▸ Exercise tasks:
1. According to the Eastbury Park passage, who designed the estate's large garden?
2. Write the next part of the Eastbury Park passage, picking up after its final sentence.

▸ Source passage:

Eastbury Park was a country estate near Tarrant Gunville in Dorset, England. It contained a large mansion designed by Sir John Vanbrugh. The mansion has not survived, but its former service wing has become a country house known as Eastbury House, a Grade I listed building.

==History==
The house was designed by Vanbrugh for George Dodington, who was Secretary to the Treasurer of the Navy. Construction started in 1718 and was completed under the stewardship of Dodington's nephew, George Dodington, 1st Baron Melcombe, in 1738 at a final cost £140,000: it had a large garden which was designed by Charles Bridgeman. The house was inherited by Richard Grenville-Temple, 2nd Earl Temple in 1762, who had no use for it, and he had it demolished in 1782.

▸ Data under study:
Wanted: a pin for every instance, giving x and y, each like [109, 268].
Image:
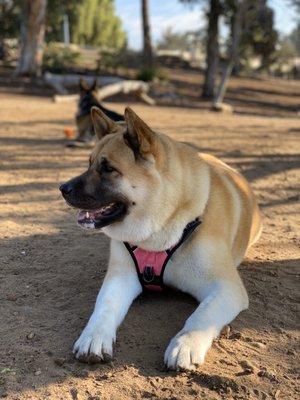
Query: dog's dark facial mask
[101, 193]
[95, 192]
[94, 195]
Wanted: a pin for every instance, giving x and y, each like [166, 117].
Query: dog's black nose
[65, 188]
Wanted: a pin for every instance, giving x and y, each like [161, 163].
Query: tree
[32, 37]
[147, 44]
[98, 25]
[212, 44]
[212, 49]
[238, 14]
[9, 22]
[187, 41]
[259, 36]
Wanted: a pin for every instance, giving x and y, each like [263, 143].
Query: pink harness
[150, 265]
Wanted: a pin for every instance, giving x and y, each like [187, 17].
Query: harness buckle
[148, 274]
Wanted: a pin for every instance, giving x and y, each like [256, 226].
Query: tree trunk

▸ Answers for each item:
1. Charles Bridgeman

2.
It was bought by Thomas Wedgwood, son of Josiah Wedgwood and pioneer of early photography in 1800; his brother Josiah Wedgwood II had bought the adjacent Gunville House in Tarrant Gunville in 1799.

The service wing, designed by Vanbrugh and built at the same time as the rest of the mansion, survived the demolition and became known as Eastbury House. It became a Grade I listed building in 1955. The parklands are Grade II* listed in the National Register of Historic Parks and Gardens.